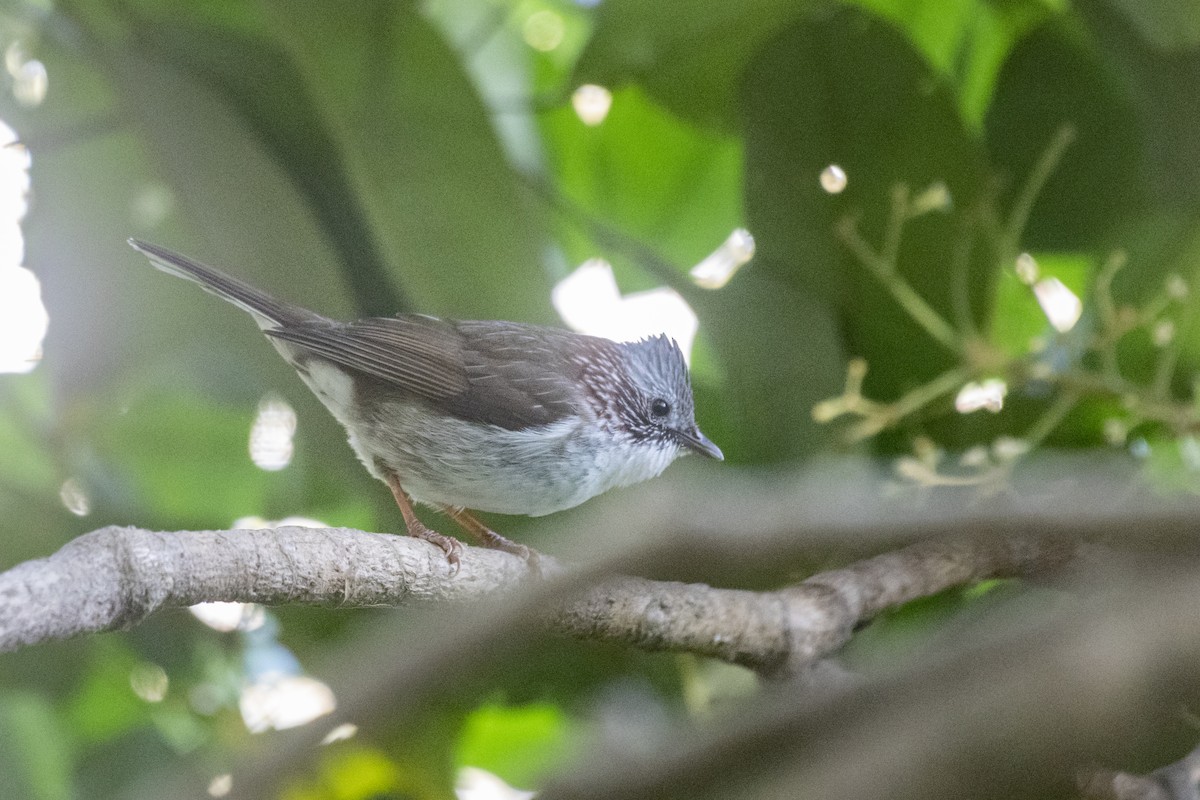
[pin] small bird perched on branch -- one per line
(486, 415)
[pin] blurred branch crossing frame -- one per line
(1000, 263)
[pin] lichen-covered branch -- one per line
(114, 577)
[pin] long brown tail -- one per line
(267, 310)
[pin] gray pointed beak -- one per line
(697, 441)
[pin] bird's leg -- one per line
(489, 537)
(451, 546)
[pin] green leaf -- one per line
(1050, 80)
(35, 755)
(520, 745)
(105, 707)
(1165, 24)
(651, 174)
(847, 89)
(1164, 91)
(186, 459)
(689, 55)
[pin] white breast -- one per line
(444, 461)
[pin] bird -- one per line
(479, 415)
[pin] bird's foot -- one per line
(497, 542)
(490, 539)
(449, 545)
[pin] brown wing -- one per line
(502, 373)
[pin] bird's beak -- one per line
(699, 443)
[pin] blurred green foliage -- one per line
(369, 157)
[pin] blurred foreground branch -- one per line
(115, 577)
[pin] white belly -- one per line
(487, 468)
(448, 462)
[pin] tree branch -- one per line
(115, 577)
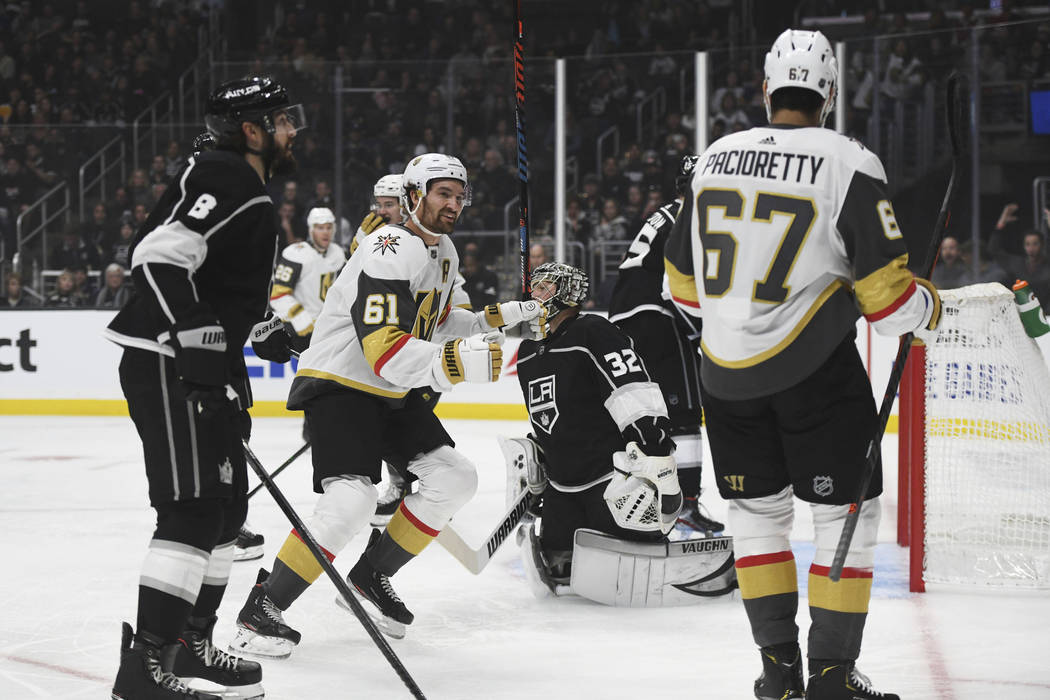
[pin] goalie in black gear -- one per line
(668, 341)
(590, 399)
(202, 264)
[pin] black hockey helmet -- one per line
(570, 285)
(685, 175)
(253, 99)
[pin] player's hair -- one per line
(797, 99)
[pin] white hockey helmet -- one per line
(426, 168)
(389, 186)
(804, 59)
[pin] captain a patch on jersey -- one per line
(542, 403)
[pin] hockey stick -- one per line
(522, 153)
(872, 457)
(284, 466)
(340, 584)
(477, 559)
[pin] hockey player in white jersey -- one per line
(786, 237)
(387, 326)
(305, 273)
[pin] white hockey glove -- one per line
(512, 313)
(476, 359)
(644, 493)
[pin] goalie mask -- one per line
(802, 59)
(559, 287)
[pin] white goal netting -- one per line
(987, 470)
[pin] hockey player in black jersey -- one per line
(202, 266)
(590, 399)
(668, 341)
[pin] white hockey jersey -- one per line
(300, 282)
(788, 233)
(381, 321)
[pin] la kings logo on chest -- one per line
(542, 405)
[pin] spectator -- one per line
(612, 225)
(481, 283)
(114, 292)
(1031, 264)
(63, 296)
(291, 224)
(16, 296)
(951, 271)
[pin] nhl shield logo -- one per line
(542, 406)
(226, 471)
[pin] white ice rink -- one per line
(75, 527)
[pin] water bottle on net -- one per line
(1030, 311)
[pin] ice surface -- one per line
(75, 527)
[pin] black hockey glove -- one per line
(200, 345)
(271, 340)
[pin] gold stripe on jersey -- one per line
(279, 291)
(881, 289)
(789, 339)
(379, 343)
(375, 390)
(683, 285)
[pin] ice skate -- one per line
(260, 627)
(197, 658)
(141, 675)
(248, 545)
(376, 595)
(781, 677)
(840, 680)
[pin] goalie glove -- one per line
(644, 493)
(271, 341)
(476, 359)
(512, 313)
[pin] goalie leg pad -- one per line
(629, 574)
(447, 481)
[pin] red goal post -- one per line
(973, 454)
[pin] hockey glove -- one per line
(271, 341)
(512, 313)
(200, 345)
(372, 221)
(476, 359)
(644, 493)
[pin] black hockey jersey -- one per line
(210, 241)
(588, 395)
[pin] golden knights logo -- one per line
(386, 241)
(542, 406)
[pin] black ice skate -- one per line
(374, 591)
(389, 502)
(840, 680)
(692, 520)
(781, 677)
(248, 545)
(142, 675)
(198, 658)
(260, 627)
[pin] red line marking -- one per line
(51, 666)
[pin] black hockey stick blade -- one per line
(477, 558)
(340, 584)
(872, 457)
(285, 465)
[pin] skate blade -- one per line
(387, 626)
(247, 553)
(252, 643)
(250, 692)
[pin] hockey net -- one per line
(974, 450)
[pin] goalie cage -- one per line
(973, 491)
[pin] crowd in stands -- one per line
(412, 65)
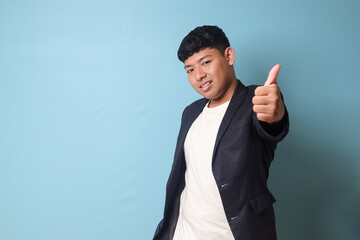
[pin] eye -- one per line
(190, 70)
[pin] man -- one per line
(217, 186)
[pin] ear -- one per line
(229, 54)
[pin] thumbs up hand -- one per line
(268, 104)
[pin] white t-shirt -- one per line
(202, 215)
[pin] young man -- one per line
(217, 187)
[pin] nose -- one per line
(200, 74)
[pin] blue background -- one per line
(91, 95)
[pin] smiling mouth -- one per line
(206, 84)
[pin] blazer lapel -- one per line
(235, 102)
(192, 114)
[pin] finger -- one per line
(261, 109)
(263, 117)
(261, 100)
(266, 90)
(273, 75)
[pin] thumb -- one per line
(273, 75)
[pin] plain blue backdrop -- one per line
(91, 95)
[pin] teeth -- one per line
(205, 84)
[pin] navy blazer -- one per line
(242, 155)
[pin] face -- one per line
(211, 74)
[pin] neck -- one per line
(226, 96)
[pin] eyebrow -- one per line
(202, 58)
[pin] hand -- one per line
(268, 104)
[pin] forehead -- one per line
(202, 54)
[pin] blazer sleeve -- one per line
(272, 133)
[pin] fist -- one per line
(268, 104)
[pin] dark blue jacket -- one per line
(243, 151)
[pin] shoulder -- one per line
(200, 103)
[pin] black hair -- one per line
(201, 38)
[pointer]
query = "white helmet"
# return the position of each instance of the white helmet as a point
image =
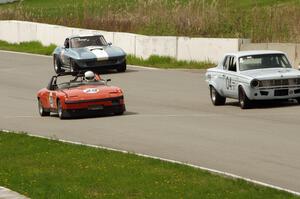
(89, 76)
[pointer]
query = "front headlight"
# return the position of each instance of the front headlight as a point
(254, 83)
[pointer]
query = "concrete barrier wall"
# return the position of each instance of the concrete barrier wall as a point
(181, 48)
(292, 50)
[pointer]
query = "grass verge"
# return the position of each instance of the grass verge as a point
(28, 47)
(42, 168)
(153, 61)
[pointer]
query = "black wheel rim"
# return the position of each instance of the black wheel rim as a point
(213, 94)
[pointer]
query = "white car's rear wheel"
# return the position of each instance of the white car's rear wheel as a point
(57, 65)
(216, 98)
(243, 99)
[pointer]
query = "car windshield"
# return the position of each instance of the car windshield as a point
(80, 42)
(62, 83)
(252, 62)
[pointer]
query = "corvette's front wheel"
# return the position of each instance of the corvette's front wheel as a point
(73, 66)
(216, 98)
(61, 112)
(42, 111)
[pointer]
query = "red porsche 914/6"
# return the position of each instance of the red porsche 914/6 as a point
(74, 93)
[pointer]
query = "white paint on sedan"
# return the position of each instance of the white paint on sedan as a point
(99, 52)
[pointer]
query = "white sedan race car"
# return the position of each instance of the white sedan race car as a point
(253, 75)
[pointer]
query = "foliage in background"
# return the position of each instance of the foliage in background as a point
(261, 20)
(153, 61)
(41, 168)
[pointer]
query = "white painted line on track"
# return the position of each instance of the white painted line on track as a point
(177, 115)
(49, 56)
(169, 160)
(144, 67)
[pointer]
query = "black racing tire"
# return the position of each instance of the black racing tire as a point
(57, 66)
(42, 111)
(61, 112)
(216, 98)
(244, 101)
(122, 67)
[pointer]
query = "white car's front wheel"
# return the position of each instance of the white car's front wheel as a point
(61, 112)
(216, 98)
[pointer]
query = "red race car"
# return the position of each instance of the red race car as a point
(76, 93)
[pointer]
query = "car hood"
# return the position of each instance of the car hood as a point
(88, 92)
(272, 73)
(99, 52)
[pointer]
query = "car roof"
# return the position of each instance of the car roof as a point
(84, 35)
(254, 52)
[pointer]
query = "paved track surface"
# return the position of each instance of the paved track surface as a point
(169, 114)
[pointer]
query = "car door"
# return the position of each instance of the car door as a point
(231, 78)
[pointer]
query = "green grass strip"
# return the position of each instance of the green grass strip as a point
(168, 62)
(42, 168)
(153, 61)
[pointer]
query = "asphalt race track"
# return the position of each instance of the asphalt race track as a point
(169, 114)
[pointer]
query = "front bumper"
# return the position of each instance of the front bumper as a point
(114, 109)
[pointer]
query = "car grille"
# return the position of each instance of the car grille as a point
(100, 63)
(279, 82)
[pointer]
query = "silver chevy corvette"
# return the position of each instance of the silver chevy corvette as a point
(88, 52)
(253, 75)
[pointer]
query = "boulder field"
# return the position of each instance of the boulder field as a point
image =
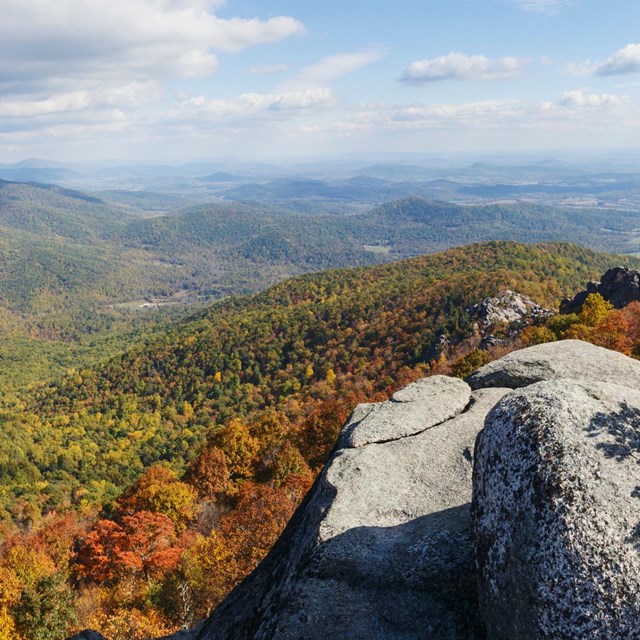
(505, 508)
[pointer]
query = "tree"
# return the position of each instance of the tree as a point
(239, 447)
(209, 474)
(160, 491)
(45, 610)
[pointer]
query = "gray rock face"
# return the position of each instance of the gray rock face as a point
(568, 359)
(556, 513)
(619, 285)
(417, 407)
(381, 546)
(508, 307)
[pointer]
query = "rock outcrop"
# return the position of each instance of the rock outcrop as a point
(508, 307)
(619, 285)
(556, 513)
(384, 546)
(566, 360)
(381, 547)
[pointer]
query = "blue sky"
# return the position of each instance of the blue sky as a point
(172, 80)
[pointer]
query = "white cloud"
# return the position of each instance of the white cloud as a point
(573, 111)
(250, 108)
(68, 41)
(547, 7)
(591, 100)
(268, 70)
(335, 66)
(624, 61)
(459, 66)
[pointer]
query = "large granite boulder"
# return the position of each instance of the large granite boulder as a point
(381, 546)
(568, 360)
(556, 513)
(619, 285)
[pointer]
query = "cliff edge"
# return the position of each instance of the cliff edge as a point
(387, 544)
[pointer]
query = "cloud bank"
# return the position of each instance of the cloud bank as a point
(624, 61)
(459, 66)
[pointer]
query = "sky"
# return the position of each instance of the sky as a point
(176, 80)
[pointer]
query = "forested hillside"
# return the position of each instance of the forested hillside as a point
(136, 493)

= = = =

What is required
How many lines in the rows above contain the string "door", with case taken into account? Reply with the number alone.

Response below
2